Instructions for the task: Print the data below verbatim, minus images.

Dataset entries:
Segment Open

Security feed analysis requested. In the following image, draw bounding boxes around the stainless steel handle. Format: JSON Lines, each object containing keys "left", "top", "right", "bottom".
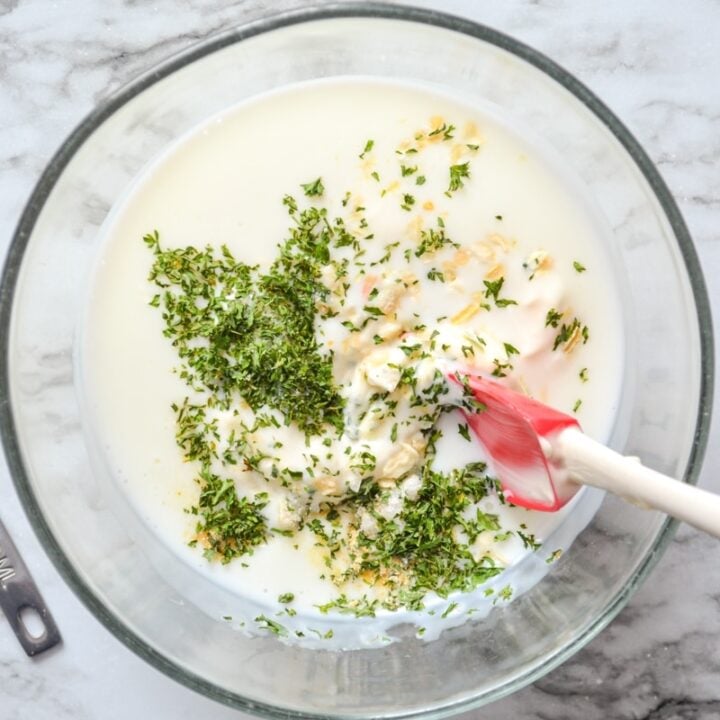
{"left": 0, "top": 518, "right": 61, "bottom": 656}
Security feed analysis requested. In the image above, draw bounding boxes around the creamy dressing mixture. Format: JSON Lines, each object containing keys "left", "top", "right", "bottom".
{"left": 80, "top": 79, "right": 623, "bottom": 647}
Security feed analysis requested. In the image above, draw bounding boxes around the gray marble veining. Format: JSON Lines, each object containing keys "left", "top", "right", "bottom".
{"left": 1, "top": 1, "right": 719, "bottom": 718}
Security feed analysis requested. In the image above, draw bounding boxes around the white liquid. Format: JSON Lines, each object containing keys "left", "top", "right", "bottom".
{"left": 79, "top": 78, "right": 624, "bottom": 648}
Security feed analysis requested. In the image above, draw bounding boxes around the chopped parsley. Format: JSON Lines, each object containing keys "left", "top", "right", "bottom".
{"left": 255, "top": 615, "right": 288, "bottom": 636}
{"left": 415, "top": 226, "right": 458, "bottom": 258}
{"left": 340, "top": 459, "right": 504, "bottom": 610}
{"left": 316, "top": 595, "right": 379, "bottom": 618}
{"left": 301, "top": 177, "right": 324, "bottom": 197}
{"left": 447, "top": 162, "right": 470, "bottom": 194}
{"left": 145, "top": 206, "right": 350, "bottom": 561}
{"left": 359, "top": 139, "right": 374, "bottom": 159}
{"left": 441, "top": 601, "right": 458, "bottom": 618}
{"left": 145, "top": 214, "right": 343, "bottom": 435}
{"left": 491, "top": 358, "right": 513, "bottom": 378}
{"left": 546, "top": 549, "right": 563, "bottom": 564}
{"left": 498, "top": 585, "right": 513, "bottom": 602}
{"left": 189, "top": 471, "right": 268, "bottom": 563}
{"left": 483, "top": 277, "right": 517, "bottom": 308}
{"left": 552, "top": 317, "right": 590, "bottom": 351}
{"left": 429, "top": 122, "right": 455, "bottom": 140}
{"left": 401, "top": 193, "right": 416, "bottom": 211}
{"left": 517, "top": 530, "right": 541, "bottom": 551}
{"left": 545, "top": 308, "right": 563, "bottom": 328}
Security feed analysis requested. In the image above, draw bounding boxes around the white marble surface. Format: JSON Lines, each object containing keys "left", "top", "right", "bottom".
{"left": 1, "top": 0, "right": 720, "bottom": 718}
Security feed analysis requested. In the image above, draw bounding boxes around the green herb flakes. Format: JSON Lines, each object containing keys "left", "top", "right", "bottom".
{"left": 483, "top": 277, "right": 517, "bottom": 308}
{"left": 401, "top": 193, "right": 416, "bottom": 211}
{"left": 546, "top": 549, "right": 563, "bottom": 564}
{"left": 441, "top": 601, "right": 458, "bottom": 618}
{"left": 447, "top": 162, "right": 471, "bottom": 194}
{"left": 458, "top": 423, "right": 471, "bottom": 442}
{"left": 359, "top": 139, "right": 374, "bottom": 159}
{"left": 255, "top": 615, "right": 288, "bottom": 636}
{"left": 301, "top": 177, "right": 324, "bottom": 197}
{"left": 545, "top": 308, "right": 563, "bottom": 328}
{"left": 552, "top": 317, "right": 590, "bottom": 351}
{"left": 415, "top": 227, "right": 457, "bottom": 258}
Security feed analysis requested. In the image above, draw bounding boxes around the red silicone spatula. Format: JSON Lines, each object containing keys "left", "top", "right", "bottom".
{"left": 451, "top": 372, "right": 720, "bottom": 538}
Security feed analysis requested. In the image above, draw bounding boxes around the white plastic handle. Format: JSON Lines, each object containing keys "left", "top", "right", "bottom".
{"left": 556, "top": 427, "right": 720, "bottom": 539}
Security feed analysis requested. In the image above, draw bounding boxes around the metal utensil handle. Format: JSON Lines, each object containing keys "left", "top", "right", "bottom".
{"left": 0, "top": 518, "right": 61, "bottom": 656}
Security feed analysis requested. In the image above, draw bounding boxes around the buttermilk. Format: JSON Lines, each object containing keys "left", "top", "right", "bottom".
{"left": 80, "top": 78, "right": 623, "bottom": 647}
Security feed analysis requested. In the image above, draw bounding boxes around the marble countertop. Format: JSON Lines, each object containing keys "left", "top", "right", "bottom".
{"left": 1, "top": 0, "right": 719, "bottom": 718}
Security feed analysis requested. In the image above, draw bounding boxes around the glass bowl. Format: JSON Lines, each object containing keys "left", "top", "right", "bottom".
{"left": 1, "top": 4, "right": 712, "bottom": 718}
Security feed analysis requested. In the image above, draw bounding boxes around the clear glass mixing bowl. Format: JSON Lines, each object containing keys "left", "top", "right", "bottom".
{"left": 0, "top": 5, "right": 712, "bottom": 718}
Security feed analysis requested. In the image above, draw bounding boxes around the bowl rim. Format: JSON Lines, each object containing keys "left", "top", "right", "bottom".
{"left": 0, "top": 3, "right": 713, "bottom": 718}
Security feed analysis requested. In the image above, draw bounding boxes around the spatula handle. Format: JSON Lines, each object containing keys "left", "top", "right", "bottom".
{"left": 557, "top": 427, "right": 720, "bottom": 538}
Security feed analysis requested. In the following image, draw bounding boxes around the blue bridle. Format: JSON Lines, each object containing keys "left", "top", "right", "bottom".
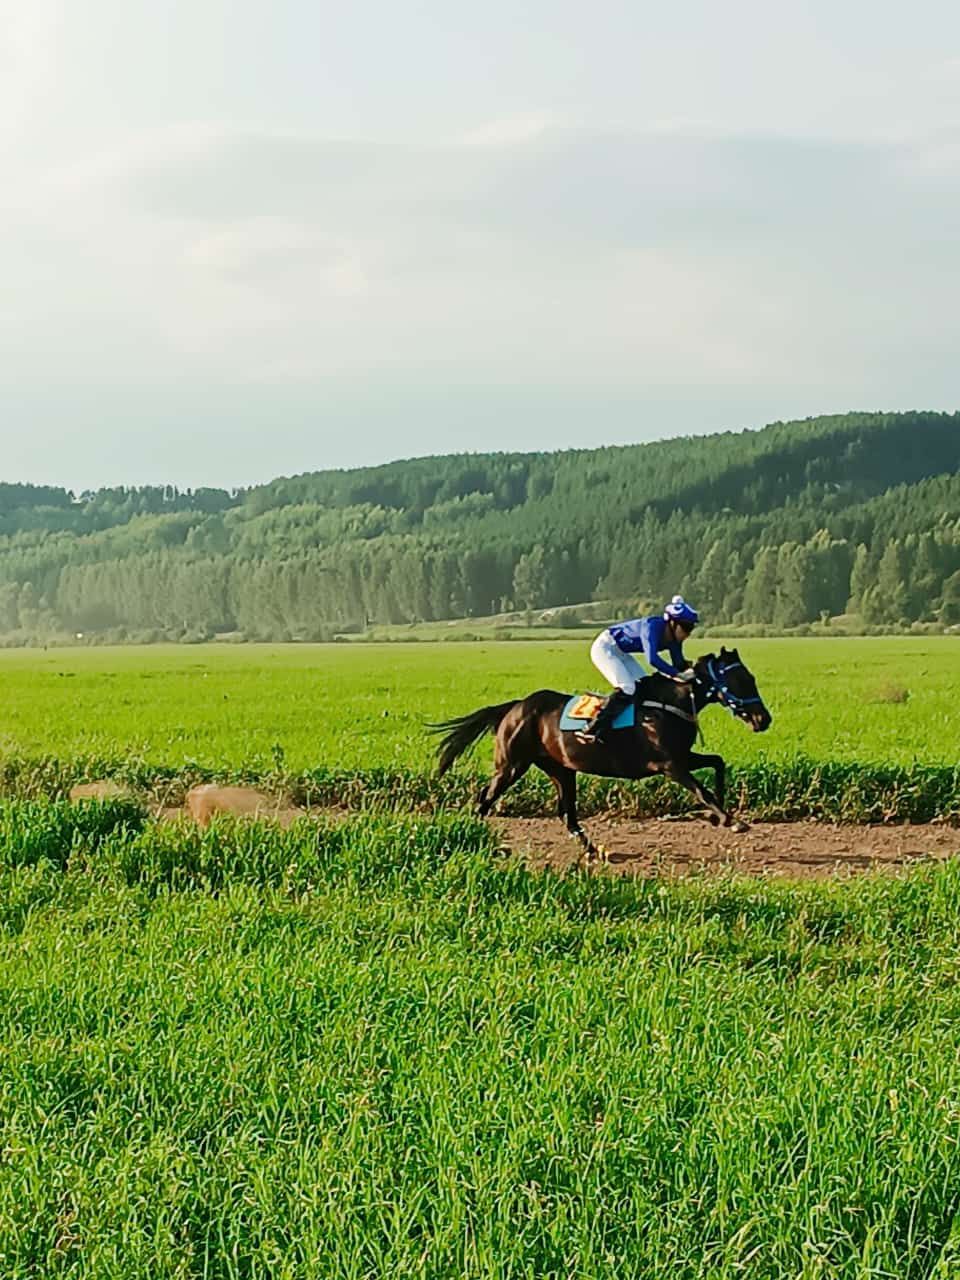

Segment Closed

Your response:
Security feed analysis requested. In the following image, draw bounding boxes around the stainless steel handle. Format: JSON Lines, each object containing keys "left", "top", "right", "bottom".
{"left": 0, "top": 518, "right": 61, "bottom": 656}
Security feed analysis requested. In the image above, draw bounding boxes around the creamy dressing mixture. Format: JSON Lines, each object containing keys "left", "top", "right", "bottom".
{"left": 80, "top": 79, "right": 623, "bottom": 647}
Security feed analysis requested. In the image above, draw bounding boxes around the gray marble veining. Format: JSON Lines, each object containing keys "left", "top", "right", "bottom".
{"left": 1, "top": 1, "right": 719, "bottom": 718}
Security feed analysis requested. In the image above, draw bounding boxes around the white liquid. Format: JSON Lines, each object containing keys "left", "top", "right", "bottom".
{"left": 79, "top": 78, "right": 624, "bottom": 648}
Security feed analysis requested. In the image above, draw bounding boxes around the chopped parsley. Format: JSON Lines, each object containing keys "left", "top", "right", "bottom".
{"left": 255, "top": 615, "right": 288, "bottom": 636}
{"left": 415, "top": 226, "right": 458, "bottom": 258}
{"left": 340, "top": 459, "right": 504, "bottom": 610}
{"left": 316, "top": 595, "right": 379, "bottom": 618}
{"left": 301, "top": 177, "right": 324, "bottom": 197}
{"left": 447, "top": 162, "right": 470, "bottom": 194}
{"left": 145, "top": 206, "right": 350, "bottom": 561}
{"left": 359, "top": 139, "right": 374, "bottom": 159}
{"left": 441, "top": 601, "right": 458, "bottom": 618}
{"left": 145, "top": 214, "right": 343, "bottom": 435}
{"left": 491, "top": 358, "right": 513, "bottom": 378}
{"left": 546, "top": 549, "right": 563, "bottom": 564}
{"left": 498, "top": 585, "right": 513, "bottom": 602}
{"left": 189, "top": 471, "right": 268, "bottom": 563}
{"left": 483, "top": 277, "right": 517, "bottom": 308}
{"left": 552, "top": 317, "right": 590, "bottom": 351}
{"left": 429, "top": 122, "right": 455, "bottom": 140}
{"left": 401, "top": 193, "right": 416, "bottom": 211}
{"left": 517, "top": 530, "right": 541, "bottom": 551}
{"left": 545, "top": 308, "right": 563, "bottom": 328}
Security feed analysis requested. In the image above, draw bounding boxes around the white marble surface. Format: JSON Lines, each object containing keys "left", "top", "right", "bottom".
{"left": 1, "top": 0, "right": 720, "bottom": 718}
Security feed analysis requested. In the image above, draw bounding boxes around the green herb flakes. Format: JSON Lines, each object containing keys "left", "top", "right", "bottom".
{"left": 483, "top": 277, "right": 517, "bottom": 308}
{"left": 401, "top": 193, "right": 416, "bottom": 211}
{"left": 546, "top": 549, "right": 563, "bottom": 564}
{"left": 441, "top": 601, "right": 458, "bottom": 618}
{"left": 447, "top": 162, "right": 471, "bottom": 194}
{"left": 458, "top": 423, "right": 471, "bottom": 442}
{"left": 359, "top": 139, "right": 374, "bottom": 159}
{"left": 255, "top": 615, "right": 288, "bottom": 636}
{"left": 301, "top": 177, "right": 324, "bottom": 197}
{"left": 545, "top": 308, "right": 563, "bottom": 328}
{"left": 552, "top": 317, "right": 590, "bottom": 351}
{"left": 415, "top": 227, "right": 457, "bottom": 258}
Security feed analysis requested. In the image above, draw bounding boxes around the red silicone spatula. Format: JSON Lines, each object containing keys "left", "top", "right", "bottom".
{"left": 451, "top": 372, "right": 720, "bottom": 538}
Security feed analysis requested. In the image above, draw bounding boxes around the white plastic handle. Format: JSON Lines, each object containing keys "left", "top", "right", "bottom".
{"left": 556, "top": 427, "right": 720, "bottom": 539}
Security feed analysis requested. In the image above, draw bounding boxes around the metal utensil handle. Format: JSON Lines, each object containing keys "left", "top", "right", "bottom".
{"left": 0, "top": 518, "right": 61, "bottom": 656}
Security feed analysis requested. In the image above, draw bounding boxes around the buttermilk. Format: JSON Lines, each object containing keys "left", "top", "right", "bottom".
{"left": 80, "top": 78, "right": 623, "bottom": 647}
Security feed analysis requested. In the image above, draw bounding boxes around the marble countertop. Format: JSON Lines, each object containing keys "left", "top", "right", "bottom".
{"left": 1, "top": 0, "right": 719, "bottom": 718}
Security feed analysis requested. In the image above, draw bounding boxes around the glass bowl. Format: JSON Lines, each object containing keys "left", "top", "right", "bottom".
{"left": 1, "top": 4, "right": 712, "bottom": 718}
Security feed analysis requested. In the image above, draw bounding boxes around the clear glass mixing bowl. Format: JSON Lines, each object containing keys "left", "top", "right", "bottom".
{"left": 0, "top": 5, "right": 712, "bottom": 718}
Security feed analysis requested. In the image above, draw bounding boxes around the bowl rim. Format: JSON Lines, each object containing keys "left", "top", "right", "bottom".
{"left": 0, "top": 3, "right": 713, "bottom": 718}
Security feed analysis requested. In the image above, draw bounding boxes around the spatula handle. Format: JSON Lines, each object containing keys "left", "top", "right", "bottom".
{"left": 557, "top": 427, "right": 720, "bottom": 538}
Security feed analysis requested. In the following image, draw bounding boxes around the blue bridle. Format: JSON Lines, each object containing keys "left", "top", "right", "bottom".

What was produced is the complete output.